◆ Records for this exercise:
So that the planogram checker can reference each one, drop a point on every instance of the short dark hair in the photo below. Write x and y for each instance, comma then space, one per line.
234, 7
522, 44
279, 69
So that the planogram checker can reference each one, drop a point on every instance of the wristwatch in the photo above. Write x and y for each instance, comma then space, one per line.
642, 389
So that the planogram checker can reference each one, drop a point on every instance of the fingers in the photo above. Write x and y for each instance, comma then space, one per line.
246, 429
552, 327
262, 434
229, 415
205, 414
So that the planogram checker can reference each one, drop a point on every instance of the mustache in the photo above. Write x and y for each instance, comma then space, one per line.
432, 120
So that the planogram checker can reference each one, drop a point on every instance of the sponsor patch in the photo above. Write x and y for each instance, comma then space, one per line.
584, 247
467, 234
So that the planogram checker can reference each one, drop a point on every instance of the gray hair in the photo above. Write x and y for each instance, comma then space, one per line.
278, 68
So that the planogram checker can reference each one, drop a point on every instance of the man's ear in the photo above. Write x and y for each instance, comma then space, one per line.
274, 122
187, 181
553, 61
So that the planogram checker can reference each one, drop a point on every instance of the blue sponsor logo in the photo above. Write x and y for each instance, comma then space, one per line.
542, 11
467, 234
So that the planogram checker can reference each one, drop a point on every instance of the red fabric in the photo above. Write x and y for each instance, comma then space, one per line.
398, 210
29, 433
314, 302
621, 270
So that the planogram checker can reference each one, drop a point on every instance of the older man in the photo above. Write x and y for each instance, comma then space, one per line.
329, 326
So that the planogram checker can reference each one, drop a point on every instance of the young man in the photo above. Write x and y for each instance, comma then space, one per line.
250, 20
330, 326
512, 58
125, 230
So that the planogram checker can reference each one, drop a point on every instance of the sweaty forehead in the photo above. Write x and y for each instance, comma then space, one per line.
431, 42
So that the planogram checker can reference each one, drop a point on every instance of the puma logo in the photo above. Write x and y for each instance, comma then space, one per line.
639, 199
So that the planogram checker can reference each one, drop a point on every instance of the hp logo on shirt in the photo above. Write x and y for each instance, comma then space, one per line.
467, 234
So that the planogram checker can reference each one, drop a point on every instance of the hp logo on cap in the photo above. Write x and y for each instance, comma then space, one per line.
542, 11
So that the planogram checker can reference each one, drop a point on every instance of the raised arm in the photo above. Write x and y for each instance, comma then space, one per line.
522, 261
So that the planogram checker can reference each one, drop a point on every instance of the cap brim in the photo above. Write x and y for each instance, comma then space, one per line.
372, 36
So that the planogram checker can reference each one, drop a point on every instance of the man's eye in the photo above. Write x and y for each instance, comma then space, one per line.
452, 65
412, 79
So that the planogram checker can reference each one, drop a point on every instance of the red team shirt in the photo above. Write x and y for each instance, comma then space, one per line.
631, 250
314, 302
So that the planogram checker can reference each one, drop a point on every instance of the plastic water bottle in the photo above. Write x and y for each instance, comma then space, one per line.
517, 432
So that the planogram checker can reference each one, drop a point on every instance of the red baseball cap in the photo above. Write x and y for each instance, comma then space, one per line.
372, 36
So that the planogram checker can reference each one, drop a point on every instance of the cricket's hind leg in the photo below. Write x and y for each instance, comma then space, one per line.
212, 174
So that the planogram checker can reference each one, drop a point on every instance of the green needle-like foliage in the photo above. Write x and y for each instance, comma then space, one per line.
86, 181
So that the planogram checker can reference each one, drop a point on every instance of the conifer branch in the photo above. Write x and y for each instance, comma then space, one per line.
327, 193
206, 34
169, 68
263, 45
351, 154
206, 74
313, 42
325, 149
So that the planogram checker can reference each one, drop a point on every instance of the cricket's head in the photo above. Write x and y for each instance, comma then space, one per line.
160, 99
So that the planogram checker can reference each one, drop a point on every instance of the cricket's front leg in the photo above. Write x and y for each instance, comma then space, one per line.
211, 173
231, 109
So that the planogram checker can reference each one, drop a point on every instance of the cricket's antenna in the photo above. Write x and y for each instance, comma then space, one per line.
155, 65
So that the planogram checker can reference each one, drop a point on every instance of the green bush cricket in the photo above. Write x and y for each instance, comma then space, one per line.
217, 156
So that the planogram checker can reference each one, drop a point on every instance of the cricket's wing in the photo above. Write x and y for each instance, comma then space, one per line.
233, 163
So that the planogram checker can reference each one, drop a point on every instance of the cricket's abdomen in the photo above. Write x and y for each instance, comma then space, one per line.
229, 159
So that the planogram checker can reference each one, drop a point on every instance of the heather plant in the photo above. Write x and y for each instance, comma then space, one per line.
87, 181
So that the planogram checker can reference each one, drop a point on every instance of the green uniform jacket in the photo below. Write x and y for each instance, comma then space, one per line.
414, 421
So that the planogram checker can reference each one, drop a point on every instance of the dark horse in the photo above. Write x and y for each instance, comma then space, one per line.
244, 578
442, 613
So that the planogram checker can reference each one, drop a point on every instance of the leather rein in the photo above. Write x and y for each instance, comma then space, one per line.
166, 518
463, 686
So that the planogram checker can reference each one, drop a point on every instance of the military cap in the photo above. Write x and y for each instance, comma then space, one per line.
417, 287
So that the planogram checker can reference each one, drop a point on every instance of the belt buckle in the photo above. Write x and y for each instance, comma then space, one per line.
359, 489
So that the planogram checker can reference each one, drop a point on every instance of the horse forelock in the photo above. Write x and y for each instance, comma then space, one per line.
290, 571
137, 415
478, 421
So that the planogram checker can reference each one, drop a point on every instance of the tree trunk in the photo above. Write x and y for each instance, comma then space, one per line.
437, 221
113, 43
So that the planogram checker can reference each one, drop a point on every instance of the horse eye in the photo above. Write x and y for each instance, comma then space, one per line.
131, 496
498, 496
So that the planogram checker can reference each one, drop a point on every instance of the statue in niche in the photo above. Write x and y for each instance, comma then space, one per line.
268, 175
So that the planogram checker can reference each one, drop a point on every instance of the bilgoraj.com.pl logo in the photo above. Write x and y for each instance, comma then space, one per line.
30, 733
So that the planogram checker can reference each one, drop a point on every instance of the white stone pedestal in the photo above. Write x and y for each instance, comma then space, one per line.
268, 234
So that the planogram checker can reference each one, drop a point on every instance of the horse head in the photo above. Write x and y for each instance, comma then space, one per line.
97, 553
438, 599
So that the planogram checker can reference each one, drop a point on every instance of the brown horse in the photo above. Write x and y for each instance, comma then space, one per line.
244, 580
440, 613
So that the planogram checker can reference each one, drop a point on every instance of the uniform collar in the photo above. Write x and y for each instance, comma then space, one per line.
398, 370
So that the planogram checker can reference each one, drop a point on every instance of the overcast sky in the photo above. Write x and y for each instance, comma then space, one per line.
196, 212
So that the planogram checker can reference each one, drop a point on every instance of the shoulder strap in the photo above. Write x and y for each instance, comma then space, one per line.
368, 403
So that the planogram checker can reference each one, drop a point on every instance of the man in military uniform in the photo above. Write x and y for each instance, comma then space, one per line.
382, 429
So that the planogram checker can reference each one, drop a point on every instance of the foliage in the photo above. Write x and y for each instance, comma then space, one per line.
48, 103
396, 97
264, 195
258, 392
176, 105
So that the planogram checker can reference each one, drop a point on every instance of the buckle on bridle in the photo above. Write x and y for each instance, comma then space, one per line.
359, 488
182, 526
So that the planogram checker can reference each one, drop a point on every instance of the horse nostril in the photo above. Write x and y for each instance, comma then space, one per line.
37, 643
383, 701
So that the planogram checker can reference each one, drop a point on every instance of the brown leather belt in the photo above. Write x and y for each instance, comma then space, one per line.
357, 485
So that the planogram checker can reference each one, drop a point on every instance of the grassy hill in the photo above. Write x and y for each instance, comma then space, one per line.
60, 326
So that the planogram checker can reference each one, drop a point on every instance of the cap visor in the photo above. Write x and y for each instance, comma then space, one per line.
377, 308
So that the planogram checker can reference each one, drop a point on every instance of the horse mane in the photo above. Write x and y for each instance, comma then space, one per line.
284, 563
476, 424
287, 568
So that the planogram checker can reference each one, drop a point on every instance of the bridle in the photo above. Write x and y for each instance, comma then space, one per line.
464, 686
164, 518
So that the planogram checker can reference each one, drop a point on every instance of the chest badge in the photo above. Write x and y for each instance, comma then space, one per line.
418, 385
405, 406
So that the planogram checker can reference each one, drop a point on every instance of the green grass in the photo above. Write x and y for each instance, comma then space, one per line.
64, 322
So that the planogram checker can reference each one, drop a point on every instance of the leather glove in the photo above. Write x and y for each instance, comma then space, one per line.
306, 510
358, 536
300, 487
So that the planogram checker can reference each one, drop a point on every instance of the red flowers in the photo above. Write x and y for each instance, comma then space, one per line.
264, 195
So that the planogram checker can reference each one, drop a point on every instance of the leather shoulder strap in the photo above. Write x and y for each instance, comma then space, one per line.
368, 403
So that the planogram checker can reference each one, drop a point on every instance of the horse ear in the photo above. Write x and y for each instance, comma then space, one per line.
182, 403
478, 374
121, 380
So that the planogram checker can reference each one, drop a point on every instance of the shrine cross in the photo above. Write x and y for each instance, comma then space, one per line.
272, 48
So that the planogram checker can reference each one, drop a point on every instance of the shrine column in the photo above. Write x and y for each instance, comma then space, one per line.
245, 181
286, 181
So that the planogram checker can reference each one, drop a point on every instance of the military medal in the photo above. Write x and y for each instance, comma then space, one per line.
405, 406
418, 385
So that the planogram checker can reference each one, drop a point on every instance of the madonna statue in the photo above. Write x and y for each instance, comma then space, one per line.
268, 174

◆ Directions: Output the lines from the one containing "the military medal" through the last line of the records, both ends included, as a JSON list of strings with one string per line and blank lines omitted.

◆ Solution for this task:
[
  "So that the planogram checker can reference each one, drop a point on every instance of the military medal in the photo above. Write x and y for each instance, comma then space, one per line.",
  "405, 406",
  "418, 385",
  "So that the planogram checker can reference each one, drop a point on every instance of the madonna statue in the photo above. Write x and y for each instance, comma then space, one per line.",
  "268, 174"
]